(Selected excerpt):
3 Ways the Government Is Stepping Up to Support Small Business in 2022

If you thought the U.S. Small Business Administration was done doling out  disaster loans, you’re right–but that doesn’t mean the agency is hanging up its jersey.

The SBA will accept applications for Covid Economic Injury Disaster (EIDL) loans until December 31. It will then continue to process the applications after the deadline until funds are fully depleted. While the agency says its Targeted Advance grant is also sunsetting at year-end, it may be unable to process the applications filed close to that deadline “due to legal requirements.” Those interested in that program were encouraged to apply by December 10. 

But there’s still plenty of money at the state level, and if SBA’s proposed budget for 2022 is any indication, you can count on additional federal funding opportunities. The agency’s four-year strategic plan, scheduled to be released by February 2022, further shows that it will continue lending a hand with pandemic recovery efforts.

Here are three things to expect from the SBA in the new year:

1. Help with securing federal contracts 

The Biden administration recently upped its 2022 federal contracting goal among small disadvantaged businesses to 11 percent, from 5 percent. Federal agencies will work with the SBA to set their own contracting goals to achieve this new milestone.

One major driver of this initiative has been the government’s dwindling engagement with smaller firms. Though the SBA works with other agencies toward its statutory goal of awarding 23 percent of prime government contracts to small businesses, the number of small businesses within that base continues to shrink, according to a recent congressional memo. 

In a bid to increase transparency, the administration recently unveiled federal contracting spending data by race and ethnicity of business owners, and the results are telling. With a few exceptions, large businesses gobbled up a majority of the 559 billion small-business-eligible dollars for federal contracting during funding year 2020. Though it varies by industry, the SBA generally defines a small business as one with 1,500 workers or less and between $1 million to just above $40 million in revenue.

Separately, the recently passed $1 trillion infrastructure deal also extends opportunities to small businesses to access billions in federal, state, and local government contracts in the realm of construction and clean energy. Those contracts could rope in opportunities such as solar panel manufacturing, wind farms, and batteries. 

Also ahead? The Biden administration in a recent fact sheet hinted that the SBA may update procurement goals for other businesses–including women-owned and service-disabled veteran owned small businesses, and contractors–located in historically underutilized business zones.

2. Added money for resources 

The agency requested $852.4 million in its budget authority for funding year (FY) 2022, a slightly higher amount than the roughly $820 million requested in the past two years. Which means you can expect more resources for counseling, training, and mentoring services, for instance. The request for entrepreneurial development programs is $46 million more in 2022 compared with FY 2021.

Allocating additional funds for the agency’s staffing needs may help alleviate some of the customer service and processing glitches the agency encountered during the pandemic, issues SBA administrator Isabel Guzman confirmed at a November congressional hearing. The agency is already making strides. While plenty of business owners have complained about slow processing speeds, getting locked out of the Covid EIDL program, and problems with the agency’s automated approvals system, the SBA says it had cleared its backlog of more than 600,000 applications by September. Also by September, the SBA boosted its application processing to 37,000 applications per day, up from daily processing of 2,000 applications.

(Entries supplied):
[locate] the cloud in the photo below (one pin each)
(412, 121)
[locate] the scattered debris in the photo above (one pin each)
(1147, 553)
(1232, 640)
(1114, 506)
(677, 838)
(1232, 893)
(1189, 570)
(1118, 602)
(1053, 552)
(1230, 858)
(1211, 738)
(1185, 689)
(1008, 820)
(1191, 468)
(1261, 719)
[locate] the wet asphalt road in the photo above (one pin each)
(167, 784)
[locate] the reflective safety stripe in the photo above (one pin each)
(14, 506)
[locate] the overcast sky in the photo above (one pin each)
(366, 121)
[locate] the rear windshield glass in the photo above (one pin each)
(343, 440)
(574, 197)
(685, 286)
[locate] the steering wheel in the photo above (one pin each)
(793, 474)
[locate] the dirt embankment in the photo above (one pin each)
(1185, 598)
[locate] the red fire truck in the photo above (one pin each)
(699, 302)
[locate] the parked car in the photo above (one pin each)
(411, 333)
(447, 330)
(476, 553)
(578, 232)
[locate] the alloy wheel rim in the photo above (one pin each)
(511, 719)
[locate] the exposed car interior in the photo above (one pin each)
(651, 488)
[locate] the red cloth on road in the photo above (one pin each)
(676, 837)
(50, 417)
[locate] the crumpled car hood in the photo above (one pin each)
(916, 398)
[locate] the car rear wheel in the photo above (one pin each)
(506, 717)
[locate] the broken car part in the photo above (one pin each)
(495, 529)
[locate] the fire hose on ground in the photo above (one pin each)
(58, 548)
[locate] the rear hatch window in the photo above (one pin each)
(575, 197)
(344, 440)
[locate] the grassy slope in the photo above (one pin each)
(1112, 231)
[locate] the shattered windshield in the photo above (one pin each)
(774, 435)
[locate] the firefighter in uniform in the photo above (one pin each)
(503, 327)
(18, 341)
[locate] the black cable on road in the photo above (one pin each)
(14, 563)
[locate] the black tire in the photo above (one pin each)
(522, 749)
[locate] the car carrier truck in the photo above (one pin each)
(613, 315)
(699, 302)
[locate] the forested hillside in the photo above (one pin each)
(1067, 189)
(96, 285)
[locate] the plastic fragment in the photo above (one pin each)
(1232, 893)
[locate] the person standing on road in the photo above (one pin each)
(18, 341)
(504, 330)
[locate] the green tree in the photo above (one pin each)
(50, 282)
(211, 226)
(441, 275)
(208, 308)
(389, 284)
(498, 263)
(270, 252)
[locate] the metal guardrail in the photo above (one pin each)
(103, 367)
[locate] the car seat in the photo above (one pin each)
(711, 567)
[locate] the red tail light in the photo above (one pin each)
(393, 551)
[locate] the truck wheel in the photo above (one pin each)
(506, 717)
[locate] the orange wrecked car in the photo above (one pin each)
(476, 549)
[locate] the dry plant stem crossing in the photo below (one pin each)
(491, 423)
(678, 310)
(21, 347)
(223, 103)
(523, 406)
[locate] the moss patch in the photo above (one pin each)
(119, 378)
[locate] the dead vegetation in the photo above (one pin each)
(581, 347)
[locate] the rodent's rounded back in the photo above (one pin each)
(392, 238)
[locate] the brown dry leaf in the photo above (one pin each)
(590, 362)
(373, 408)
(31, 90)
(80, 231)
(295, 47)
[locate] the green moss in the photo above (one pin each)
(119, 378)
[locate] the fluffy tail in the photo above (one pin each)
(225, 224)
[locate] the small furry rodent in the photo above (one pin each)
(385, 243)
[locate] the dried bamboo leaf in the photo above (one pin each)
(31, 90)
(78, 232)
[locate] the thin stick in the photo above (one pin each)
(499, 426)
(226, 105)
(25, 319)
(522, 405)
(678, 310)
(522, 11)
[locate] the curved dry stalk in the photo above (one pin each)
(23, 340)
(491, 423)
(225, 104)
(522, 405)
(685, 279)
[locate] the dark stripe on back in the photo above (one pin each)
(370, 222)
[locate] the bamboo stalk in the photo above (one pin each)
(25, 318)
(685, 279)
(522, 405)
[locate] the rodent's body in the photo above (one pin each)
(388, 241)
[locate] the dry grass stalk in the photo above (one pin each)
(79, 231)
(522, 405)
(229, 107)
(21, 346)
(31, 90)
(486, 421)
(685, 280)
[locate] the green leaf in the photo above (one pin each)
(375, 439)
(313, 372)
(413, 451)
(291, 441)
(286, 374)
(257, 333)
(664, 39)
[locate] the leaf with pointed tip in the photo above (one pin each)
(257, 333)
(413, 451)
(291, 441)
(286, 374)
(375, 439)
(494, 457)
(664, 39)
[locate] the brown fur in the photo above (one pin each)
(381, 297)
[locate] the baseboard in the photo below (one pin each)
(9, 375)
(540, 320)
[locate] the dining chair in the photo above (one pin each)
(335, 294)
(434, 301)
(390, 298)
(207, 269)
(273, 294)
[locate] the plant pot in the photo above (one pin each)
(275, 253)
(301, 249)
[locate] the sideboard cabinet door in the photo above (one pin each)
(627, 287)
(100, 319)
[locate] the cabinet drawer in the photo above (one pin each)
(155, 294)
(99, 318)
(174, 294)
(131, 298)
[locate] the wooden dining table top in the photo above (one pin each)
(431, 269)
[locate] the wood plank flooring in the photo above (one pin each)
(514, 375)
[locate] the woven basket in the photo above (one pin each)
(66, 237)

(Tasks to carry out):
1. In the SBA article, what did the Biden administration raise its 2022 federal contracting goal for small disadvantaged businesses to?
2. From the SBA article, write out word for word the passage that begins at the words "The SBA will" and stops after "pandemic recovery efforts.".
The data come from a separate source.

(Answers to the tasks):
1. 11 percent, up from 5 percent.

2.
The SBA will accept applications for Covid Economic Injury Disaster (EIDL) loans until December 31. It will then continue to process the applications after the deadline until funds are fully depleted. While the agency says its Targeted Advance grant is also sunsetting at year-end, it may be unable to process the applications filed close to that deadline “due to legal requirements.” Those interested in that program were encouraged to apply by December 10. 

But there’s still plenty of money at the state level, and if SBA’s proposed budget for 2022 is any indication, you can count on additional federal funding opportunities. The agency’s four-year strategic plan, scheduled to be released by February 2022, further shows that it will continue lending a hand with pandemic recovery efforts.